**The task**
Rewrite every line of the records below as a Markdown table with the columns "Row" and "Line", numbering each row and skipping blank lines. Leave the pictures out of the table.

**Record set**
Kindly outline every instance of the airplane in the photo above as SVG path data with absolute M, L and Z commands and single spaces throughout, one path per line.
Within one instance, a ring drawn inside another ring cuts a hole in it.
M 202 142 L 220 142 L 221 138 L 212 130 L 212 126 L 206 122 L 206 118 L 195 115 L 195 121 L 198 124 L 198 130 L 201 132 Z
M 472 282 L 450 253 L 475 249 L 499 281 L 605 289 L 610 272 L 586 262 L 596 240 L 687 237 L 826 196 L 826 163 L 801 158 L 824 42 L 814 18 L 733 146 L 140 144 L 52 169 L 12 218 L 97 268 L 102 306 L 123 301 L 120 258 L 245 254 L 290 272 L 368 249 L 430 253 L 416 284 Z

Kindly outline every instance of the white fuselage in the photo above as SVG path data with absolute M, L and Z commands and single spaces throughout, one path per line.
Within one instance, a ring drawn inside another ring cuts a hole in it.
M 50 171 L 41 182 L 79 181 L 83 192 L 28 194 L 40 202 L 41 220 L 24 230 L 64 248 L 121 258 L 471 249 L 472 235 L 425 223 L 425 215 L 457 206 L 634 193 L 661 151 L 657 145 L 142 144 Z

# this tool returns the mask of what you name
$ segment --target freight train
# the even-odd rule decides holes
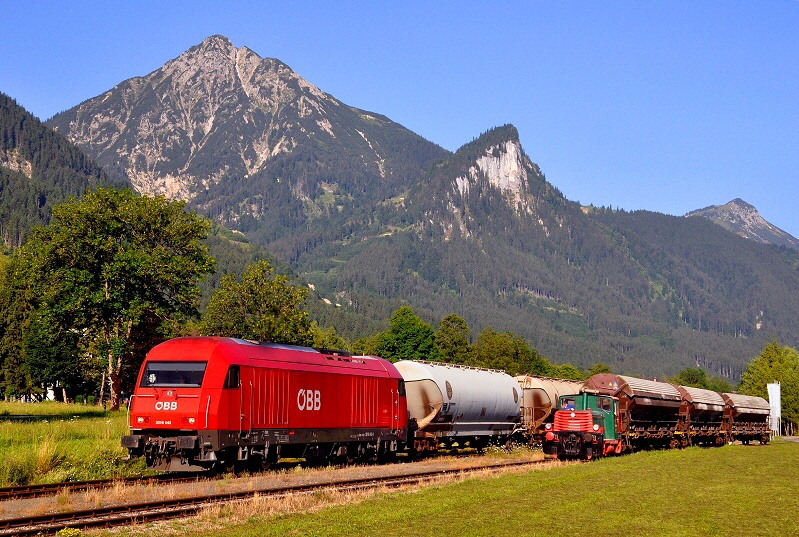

**Answer to the task**
| Row | Line |
|---|---|
| 1 | Kindly outline every instance of the airplane in the photo above as SVG path data with absolute M, L and Z commands and single spaces throughout, one path per line. |
| 2 | Within one instance, a ring drawn inside another ring cuts a hole in it. |
| 3 | M 202 142 L 220 142 L 221 138 L 212 130 L 212 126 L 206 122 L 206 118 L 195 115 L 195 121 L 198 124 L 198 130 L 201 132 Z |
| 4 | M 472 282 L 450 253 L 475 249 L 499 281 L 605 289 L 610 272 L 586 262 L 596 240 L 687 237 L 826 196 L 826 163 L 801 158 L 824 42 L 814 18 L 733 146 L 140 144 L 52 169 L 12 218 L 97 268 L 102 306 L 123 301 L 120 258 L 245 254 L 290 272 L 368 249 L 430 253 L 416 284 Z |
| 5 | Kindly outline every instance of the white fuselage in the photo above as SVG path data with absolute M, L and Z commands and single spaces throughout, one path per line. |
| 6 | Within one instance, a ring drawn inside another ring cuts a hole in it. |
| 7 | M 50 171 L 41 182 L 79 181 L 83 192 L 28 194 L 40 202 L 41 220 L 24 230 L 64 248 L 121 258 L 471 249 L 472 235 L 425 223 L 425 215 L 457 206 L 634 193 L 661 151 L 657 145 L 142 144 Z |
| 8 | # this tool returns the mask of what you name |
| 9 | $ segment --target freight train |
| 10 | # the even-odd rule decides holes |